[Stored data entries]
━━━━━━━━━━━━━━━━━━━━

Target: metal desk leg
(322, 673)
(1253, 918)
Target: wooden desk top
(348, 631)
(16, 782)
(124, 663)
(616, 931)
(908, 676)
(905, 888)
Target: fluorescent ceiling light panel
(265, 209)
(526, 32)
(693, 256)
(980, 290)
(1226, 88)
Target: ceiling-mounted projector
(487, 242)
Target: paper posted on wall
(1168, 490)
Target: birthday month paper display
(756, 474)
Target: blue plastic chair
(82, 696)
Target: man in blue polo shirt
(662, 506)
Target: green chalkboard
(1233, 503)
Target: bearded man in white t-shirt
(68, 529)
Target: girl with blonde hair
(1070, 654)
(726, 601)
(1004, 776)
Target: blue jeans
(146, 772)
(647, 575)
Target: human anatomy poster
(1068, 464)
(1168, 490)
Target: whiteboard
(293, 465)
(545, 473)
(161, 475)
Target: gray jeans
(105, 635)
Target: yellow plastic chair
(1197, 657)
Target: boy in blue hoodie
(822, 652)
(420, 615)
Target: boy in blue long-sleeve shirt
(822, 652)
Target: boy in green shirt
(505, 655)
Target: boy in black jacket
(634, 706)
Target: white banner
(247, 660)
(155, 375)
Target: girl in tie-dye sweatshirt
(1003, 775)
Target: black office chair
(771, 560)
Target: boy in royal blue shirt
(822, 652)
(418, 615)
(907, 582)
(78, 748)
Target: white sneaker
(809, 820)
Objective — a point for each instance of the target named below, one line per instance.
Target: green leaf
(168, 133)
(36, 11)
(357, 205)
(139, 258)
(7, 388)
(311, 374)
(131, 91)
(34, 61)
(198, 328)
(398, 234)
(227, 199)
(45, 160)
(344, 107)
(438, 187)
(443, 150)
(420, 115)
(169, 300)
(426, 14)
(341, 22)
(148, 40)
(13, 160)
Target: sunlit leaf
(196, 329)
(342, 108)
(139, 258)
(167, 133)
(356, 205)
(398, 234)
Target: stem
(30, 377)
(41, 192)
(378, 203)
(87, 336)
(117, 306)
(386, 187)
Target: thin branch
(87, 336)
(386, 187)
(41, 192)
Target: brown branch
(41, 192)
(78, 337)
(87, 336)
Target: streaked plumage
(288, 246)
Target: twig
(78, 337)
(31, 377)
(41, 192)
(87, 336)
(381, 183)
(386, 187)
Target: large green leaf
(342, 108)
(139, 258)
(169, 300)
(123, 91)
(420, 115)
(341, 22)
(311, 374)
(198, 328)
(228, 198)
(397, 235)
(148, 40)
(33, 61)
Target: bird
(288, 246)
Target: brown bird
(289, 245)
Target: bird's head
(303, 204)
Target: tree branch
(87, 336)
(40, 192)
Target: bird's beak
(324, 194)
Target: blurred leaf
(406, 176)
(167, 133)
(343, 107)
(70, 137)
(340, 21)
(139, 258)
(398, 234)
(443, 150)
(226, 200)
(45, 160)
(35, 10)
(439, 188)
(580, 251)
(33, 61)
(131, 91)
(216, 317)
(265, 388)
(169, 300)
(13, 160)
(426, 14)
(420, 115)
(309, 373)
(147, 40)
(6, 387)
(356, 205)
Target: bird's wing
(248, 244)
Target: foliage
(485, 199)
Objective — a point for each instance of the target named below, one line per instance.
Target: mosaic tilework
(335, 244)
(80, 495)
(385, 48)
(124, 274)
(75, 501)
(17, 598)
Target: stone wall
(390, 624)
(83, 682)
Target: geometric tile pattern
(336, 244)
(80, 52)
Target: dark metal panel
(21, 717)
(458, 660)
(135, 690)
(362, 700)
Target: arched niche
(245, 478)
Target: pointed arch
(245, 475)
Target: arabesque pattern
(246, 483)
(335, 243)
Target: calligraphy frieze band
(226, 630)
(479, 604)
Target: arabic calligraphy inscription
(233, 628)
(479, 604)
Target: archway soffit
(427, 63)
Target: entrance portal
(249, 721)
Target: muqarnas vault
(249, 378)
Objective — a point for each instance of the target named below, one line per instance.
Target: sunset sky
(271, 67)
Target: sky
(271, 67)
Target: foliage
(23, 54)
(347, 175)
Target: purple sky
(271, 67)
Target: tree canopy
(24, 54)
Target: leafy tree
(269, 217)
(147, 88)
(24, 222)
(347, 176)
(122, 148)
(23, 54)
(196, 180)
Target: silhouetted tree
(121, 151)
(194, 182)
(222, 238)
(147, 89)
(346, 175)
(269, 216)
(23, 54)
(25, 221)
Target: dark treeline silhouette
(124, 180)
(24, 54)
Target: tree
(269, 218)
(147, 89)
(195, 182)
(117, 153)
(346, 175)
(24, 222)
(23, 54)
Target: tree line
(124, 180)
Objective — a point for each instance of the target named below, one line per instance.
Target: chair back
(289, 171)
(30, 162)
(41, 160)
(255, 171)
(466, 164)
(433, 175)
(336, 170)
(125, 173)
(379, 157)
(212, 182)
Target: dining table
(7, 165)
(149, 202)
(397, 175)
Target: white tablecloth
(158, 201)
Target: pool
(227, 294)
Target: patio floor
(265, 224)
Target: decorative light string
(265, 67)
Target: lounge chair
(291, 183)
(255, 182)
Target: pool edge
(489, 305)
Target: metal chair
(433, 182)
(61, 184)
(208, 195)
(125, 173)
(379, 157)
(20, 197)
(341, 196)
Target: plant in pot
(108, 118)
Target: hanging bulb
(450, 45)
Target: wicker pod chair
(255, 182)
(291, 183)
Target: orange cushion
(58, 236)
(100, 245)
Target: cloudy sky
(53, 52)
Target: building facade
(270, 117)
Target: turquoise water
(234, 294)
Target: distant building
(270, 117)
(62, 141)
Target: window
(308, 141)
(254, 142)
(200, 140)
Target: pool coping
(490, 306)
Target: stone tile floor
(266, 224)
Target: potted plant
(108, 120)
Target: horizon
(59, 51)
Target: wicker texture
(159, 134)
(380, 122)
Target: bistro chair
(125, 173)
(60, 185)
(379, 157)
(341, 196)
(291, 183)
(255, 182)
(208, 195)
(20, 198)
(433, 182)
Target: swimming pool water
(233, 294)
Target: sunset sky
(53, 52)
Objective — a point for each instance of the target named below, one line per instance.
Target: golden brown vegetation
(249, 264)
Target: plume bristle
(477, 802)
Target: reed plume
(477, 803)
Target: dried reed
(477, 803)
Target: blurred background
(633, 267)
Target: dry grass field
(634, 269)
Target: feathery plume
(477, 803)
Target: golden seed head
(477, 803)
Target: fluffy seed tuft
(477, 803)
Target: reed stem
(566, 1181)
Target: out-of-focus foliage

━━━━━━━━━━━━━━━━━━━━

◆ **Problem details**
Transcribe every entry exactly as it reads.

◆ **Exercise response**
Target: metal desk leg
(322, 673)
(1253, 918)
Target: wooden desk top
(348, 631)
(16, 782)
(124, 663)
(616, 931)
(908, 676)
(905, 888)
Target: fluorescent ceiling light panel
(265, 209)
(526, 32)
(693, 256)
(980, 290)
(1226, 88)
Target: ceiling-mounted projector
(487, 242)
Target: paper posted on wall
(1168, 490)
Target: birthday month paper display
(756, 474)
Target: blue plastic chair
(82, 696)
Target: man in blue polo shirt
(662, 506)
Target: green chalkboard
(1233, 503)
Target: bearded man in white t-shirt
(68, 529)
Target: girl with blonde hair
(1070, 654)
(726, 601)
(1004, 776)
Target: blue jeans
(146, 772)
(647, 575)
Target: human anatomy poster
(1068, 464)
(1168, 490)
Target: whiteboard
(293, 465)
(545, 473)
(161, 475)
Target: gray jeans
(105, 635)
Target: yellow plastic chair
(1197, 657)
Target: boy in blue hoodie
(822, 652)
(420, 615)
Target: boy in blue long-sleeve shirt
(822, 652)
Target: boy in green shirt
(505, 655)
Target: boy in black jacket
(634, 706)
Target: white banner
(247, 660)
(155, 375)
Target: girl in tie-dye sweatshirt
(1003, 775)
Target: black office chair
(771, 560)
Target: boy in royal blue shirt
(822, 652)
(418, 615)
(907, 582)
(78, 748)
Target: white sneaker
(809, 820)
Objective — a point for each instance of the target named below, one line per instance.
Target: green leaf
(168, 133)
(36, 11)
(357, 205)
(139, 258)
(7, 388)
(311, 374)
(131, 91)
(34, 61)
(198, 328)
(398, 234)
(227, 199)
(45, 160)
(344, 107)
(438, 187)
(443, 150)
(420, 115)
(169, 300)
(426, 14)
(341, 22)
(148, 40)
(13, 160)
Target: sunlit leaf
(196, 329)
(342, 108)
(139, 258)
(167, 133)
(356, 205)
(398, 234)
Target: stem
(30, 377)
(41, 192)
(378, 203)
(87, 336)
(117, 306)
(386, 187)
Target: thin branch
(87, 336)
(386, 187)
(41, 192)
Target: brown branch
(41, 192)
(78, 337)
(87, 336)
Target: streaked plumage
(288, 246)
Target: twig
(78, 337)
(31, 377)
(41, 192)
(87, 336)
(381, 183)
(386, 187)
Target: large green leaf
(342, 108)
(139, 258)
(169, 300)
(123, 91)
(420, 115)
(341, 22)
(311, 374)
(198, 328)
(228, 198)
(397, 235)
(148, 40)
(33, 61)
Target: bird
(288, 246)
Target: brown bird
(289, 245)
Target: bird's head
(303, 204)
Target: tree branch
(87, 336)
(40, 192)
Target: bird's beak
(324, 194)
Target: blurred leaf
(406, 176)
(167, 133)
(343, 107)
(70, 137)
(340, 21)
(139, 258)
(398, 234)
(443, 150)
(226, 200)
(45, 160)
(35, 10)
(439, 188)
(580, 251)
(33, 61)
(131, 91)
(216, 317)
(265, 388)
(169, 300)
(13, 160)
(426, 14)
(420, 115)
(309, 373)
(147, 40)
(6, 387)
(356, 205)
Target: bird's wing
(248, 244)
Target: foliage
(485, 199)
Objective — a point for each instance of the target named below, one line per instance.
Target: mosaic tilework
(335, 244)
(80, 495)
(385, 48)
(124, 274)
(75, 501)
(17, 598)
Target: stone wall
(390, 624)
(83, 682)
Target: geometric tile pattern
(336, 244)
(80, 52)
Target: dark metal panel
(21, 717)
(458, 660)
(135, 690)
(362, 700)
Target: arched niche
(245, 478)
Target: pointed arch
(245, 475)
Target: arabesque pattern
(246, 483)
(335, 243)
Target: calligraphy frieze band
(226, 630)
(479, 604)
Target: arabic calligraphy inscription
(233, 628)
(479, 604)
Target: archway soffit
(427, 63)
Target: entrance portal
(249, 721)
Target: muqarnas vault
(249, 378)
Objective — a point for each instance of the target named below, one line per instance.
Target: sunset sky
(271, 67)
Target: sky
(271, 67)
Target: foliage
(23, 54)
(347, 175)
Target: purple sky
(271, 67)
Target: tree canopy
(24, 54)
Target: leafy tree
(269, 217)
(147, 88)
(24, 222)
(347, 176)
(122, 148)
(23, 54)
(196, 180)
Target: silhouetted tree
(121, 151)
(194, 182)
(222, 238)
(147, 89)
(346, 175)
(269, 216)
(23, 54)
(25, 221)
Target: dark treeline silhouette
(124, 180)
(24, 54)
Target: tree
(269, 218)
(147, 89)
(195, 182)
(117, 153)
(346, 175)
(24, 222)
(23, 54)
Target: tree line
(124, 180)
Objective — a point for each instance of the target named below, one line per instance.
Target: chair back
(289, 171)
(30, 162)
(41, 160)
(255, 171)
(466, 164)
(433, 175)
(336, 170)
(125, 173)
(379, 157)
(212, 182)
Target: dining table
(7, 165)
(149, 202)
(397, 175)
Target: white tablecloth
(158, 201)
Target: pool
(227, 294)
Target: patio floor
(265, 224)
Target: decorative light string
(265, 67)
Target: lounge chair
(291, 183)
(255, 182)
Target: pool edge
(489, 305)
Target: metal chair
(433, 182)
(61, 184)
(208, 195)
(125, 173)
(379, 157)
(20, 197)
(341, 196)
Target: plant in pot
(108, 118)
Target: hanging bulb
(450, 45)
Target: wicker pod chair
(255, 182)
(291, 183)
Target: orange cushion
(58, 236)
(100, 245)
Target: cloudy sky
(53, 52)
Target: building facade
(270, 117)
Target: turquoise water
(234, 294)
Target: distant building
(270, 117)
(62, 141)
Target: window
(308, 141)
(254, 142)
(200, 140)
Target: pool coping
(490, 306)
Target: stone tile floor
(266, 224)
Target: potted plant
(108, 120)
Target: horizon
(59, 51)
Target: wicker texture
(159, 134)
(380, 122)
Target: bistro chair
(125, 173)
(60, 185)
(379, 157)
(341, 196)
(291, 183)
(255, 182)
(208, 195)
(20, 198)
(433, 182)
Target: swimming pool water
(233, 294)
Target: sunset sky
(53, 52)
Objective — a point for each instance of the target named below, one line per instance.
Target: golden brown vegetation
(249, 264)
Target: plume bristle
(477, 802)
Target: reed plume
(477, 803)
Target: dried reed
(477, 803)
Target: blurred background
(633, 267)
Target: dry grass field
(634, 269)
Target: feathery plume
(477, 803)
Target: golden seed head
(477, 803)
Target: fluffy seed tuft
(477, 803)
Target: reed stem
(566, 1181)
Target: out-of-focus foliage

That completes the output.